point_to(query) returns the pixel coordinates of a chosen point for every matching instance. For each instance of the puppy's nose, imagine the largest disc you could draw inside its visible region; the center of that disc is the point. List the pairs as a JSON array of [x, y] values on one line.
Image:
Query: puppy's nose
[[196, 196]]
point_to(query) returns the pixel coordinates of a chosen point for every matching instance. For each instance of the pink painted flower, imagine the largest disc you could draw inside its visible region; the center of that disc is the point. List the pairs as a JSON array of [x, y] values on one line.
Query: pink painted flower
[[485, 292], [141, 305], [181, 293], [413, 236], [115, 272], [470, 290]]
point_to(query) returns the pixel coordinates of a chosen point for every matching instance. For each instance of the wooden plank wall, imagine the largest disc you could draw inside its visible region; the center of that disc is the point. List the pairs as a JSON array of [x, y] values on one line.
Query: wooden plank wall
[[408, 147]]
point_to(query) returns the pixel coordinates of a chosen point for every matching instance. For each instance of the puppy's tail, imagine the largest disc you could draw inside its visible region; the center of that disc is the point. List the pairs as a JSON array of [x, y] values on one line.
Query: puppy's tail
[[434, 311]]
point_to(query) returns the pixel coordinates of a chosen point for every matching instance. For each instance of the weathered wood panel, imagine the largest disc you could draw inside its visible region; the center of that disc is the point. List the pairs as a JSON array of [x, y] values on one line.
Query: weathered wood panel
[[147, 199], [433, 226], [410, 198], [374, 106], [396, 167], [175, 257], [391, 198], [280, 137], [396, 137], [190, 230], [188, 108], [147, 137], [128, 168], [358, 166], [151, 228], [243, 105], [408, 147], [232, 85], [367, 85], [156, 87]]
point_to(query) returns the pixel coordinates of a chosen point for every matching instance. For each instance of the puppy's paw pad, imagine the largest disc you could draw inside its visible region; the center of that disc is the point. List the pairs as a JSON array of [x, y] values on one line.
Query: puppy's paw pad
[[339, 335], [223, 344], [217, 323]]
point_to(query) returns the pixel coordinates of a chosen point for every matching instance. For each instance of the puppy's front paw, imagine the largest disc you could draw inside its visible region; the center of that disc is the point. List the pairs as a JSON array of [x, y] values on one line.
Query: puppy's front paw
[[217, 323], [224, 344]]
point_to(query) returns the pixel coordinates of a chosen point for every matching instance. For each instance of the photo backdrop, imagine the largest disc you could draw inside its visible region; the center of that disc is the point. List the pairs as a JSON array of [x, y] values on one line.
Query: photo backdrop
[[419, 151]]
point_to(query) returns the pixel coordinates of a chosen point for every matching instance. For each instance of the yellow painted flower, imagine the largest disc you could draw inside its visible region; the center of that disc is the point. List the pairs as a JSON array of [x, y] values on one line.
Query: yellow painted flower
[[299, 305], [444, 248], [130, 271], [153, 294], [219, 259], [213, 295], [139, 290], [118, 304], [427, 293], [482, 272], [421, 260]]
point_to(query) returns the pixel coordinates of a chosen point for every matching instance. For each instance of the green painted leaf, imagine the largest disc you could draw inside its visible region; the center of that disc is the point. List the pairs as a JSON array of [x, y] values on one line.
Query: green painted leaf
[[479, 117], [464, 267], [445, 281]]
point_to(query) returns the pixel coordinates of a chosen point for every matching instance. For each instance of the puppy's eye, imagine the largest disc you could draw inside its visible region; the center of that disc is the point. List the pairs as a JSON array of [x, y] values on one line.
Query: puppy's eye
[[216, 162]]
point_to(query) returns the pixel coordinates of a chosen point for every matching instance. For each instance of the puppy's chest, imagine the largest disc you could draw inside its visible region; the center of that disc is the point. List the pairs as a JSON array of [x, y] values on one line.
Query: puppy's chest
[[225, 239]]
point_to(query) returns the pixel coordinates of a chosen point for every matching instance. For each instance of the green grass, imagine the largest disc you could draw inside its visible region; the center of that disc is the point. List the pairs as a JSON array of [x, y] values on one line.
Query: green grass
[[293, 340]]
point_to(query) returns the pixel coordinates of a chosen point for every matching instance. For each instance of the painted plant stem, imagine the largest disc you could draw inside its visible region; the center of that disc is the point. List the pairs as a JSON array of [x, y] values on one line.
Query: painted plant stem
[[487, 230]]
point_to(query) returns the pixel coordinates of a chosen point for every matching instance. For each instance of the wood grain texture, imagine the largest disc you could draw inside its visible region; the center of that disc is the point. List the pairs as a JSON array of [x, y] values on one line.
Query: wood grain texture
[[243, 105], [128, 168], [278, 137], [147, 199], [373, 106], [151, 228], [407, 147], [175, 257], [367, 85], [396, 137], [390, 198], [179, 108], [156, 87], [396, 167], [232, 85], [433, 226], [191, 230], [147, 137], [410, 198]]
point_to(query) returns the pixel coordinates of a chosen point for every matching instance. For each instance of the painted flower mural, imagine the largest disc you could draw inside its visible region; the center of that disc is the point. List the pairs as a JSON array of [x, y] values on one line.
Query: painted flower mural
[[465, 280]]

|---|

Copy word for word the part of the records that opens with the line containing "puppy's eye, imagine" and closes with the line containing "[[216, 162]]". Include both of those lines.

### Response to the task
point_to(query) returns the pixel coordinates of a chosen point for every matching instance. For each instance of the puppy's eye, imagine the largest disc you could draw inside its visible region; the center of that disc is the point. List the pairs as a JSON array of [x, y] values on one line.
Query: puppy's eye
[[216, 162]]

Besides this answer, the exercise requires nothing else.